Dataset rows:
^^^^^^^^

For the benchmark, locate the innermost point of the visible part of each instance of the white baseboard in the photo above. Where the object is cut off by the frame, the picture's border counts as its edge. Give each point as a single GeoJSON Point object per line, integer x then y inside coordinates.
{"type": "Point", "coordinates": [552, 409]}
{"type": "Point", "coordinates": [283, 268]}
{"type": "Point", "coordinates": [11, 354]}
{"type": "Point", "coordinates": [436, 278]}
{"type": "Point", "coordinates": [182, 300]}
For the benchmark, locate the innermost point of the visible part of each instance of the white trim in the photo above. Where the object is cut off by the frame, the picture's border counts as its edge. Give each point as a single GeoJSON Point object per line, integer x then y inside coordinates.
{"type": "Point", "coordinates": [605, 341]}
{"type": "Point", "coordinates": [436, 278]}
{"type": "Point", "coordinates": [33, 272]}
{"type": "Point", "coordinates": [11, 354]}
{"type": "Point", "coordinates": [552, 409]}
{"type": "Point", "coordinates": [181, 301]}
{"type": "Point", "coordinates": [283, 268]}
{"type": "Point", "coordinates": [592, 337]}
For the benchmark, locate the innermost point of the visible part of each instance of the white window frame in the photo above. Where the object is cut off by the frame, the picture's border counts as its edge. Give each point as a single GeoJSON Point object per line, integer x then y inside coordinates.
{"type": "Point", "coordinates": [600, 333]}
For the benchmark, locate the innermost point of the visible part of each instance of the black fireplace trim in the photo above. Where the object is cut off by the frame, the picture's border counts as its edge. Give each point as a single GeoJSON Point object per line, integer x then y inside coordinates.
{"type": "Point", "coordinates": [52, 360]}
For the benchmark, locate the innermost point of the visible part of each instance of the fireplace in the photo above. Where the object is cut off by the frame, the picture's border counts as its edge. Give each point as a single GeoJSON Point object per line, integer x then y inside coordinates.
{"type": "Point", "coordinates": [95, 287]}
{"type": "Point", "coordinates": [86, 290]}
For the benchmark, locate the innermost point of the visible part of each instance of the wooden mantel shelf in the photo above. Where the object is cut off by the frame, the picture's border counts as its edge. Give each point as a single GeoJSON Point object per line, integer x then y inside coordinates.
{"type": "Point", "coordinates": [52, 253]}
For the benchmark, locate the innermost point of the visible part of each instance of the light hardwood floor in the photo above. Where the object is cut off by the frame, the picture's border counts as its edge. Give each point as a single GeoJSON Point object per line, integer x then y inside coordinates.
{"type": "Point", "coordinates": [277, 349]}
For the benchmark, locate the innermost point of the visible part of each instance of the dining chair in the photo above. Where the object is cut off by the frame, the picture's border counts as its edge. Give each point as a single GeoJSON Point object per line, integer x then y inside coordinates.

^^^^^^^^

__DIRECTIONS__: Rewrite the records starting at the line that contains "of the light" and ending at the last line of the records, replacing "benchmark" with "evaluation" and leaving everything else unchanged.

__SOLVED EXERCISE__:
For the evaluation, locate the innermost point of the visible part of each instance of the light hardwood floor in the photo above. Where the object is cut off by the frame, the picture's border counts as its edge. Give each point as a single GeoJSON Point object per line, integer x then y inside coordinates.
{"type": "Point", "coordinates": [277, 349]}
For the evaluation, locate the innermost point of the visible part of each instance of the dining chair in the photo above. Where the object is cut off by the frame, the picture's border counts as its edge. Give each point as a single GeoJSON Point object per line, integer x then y inside coordinates.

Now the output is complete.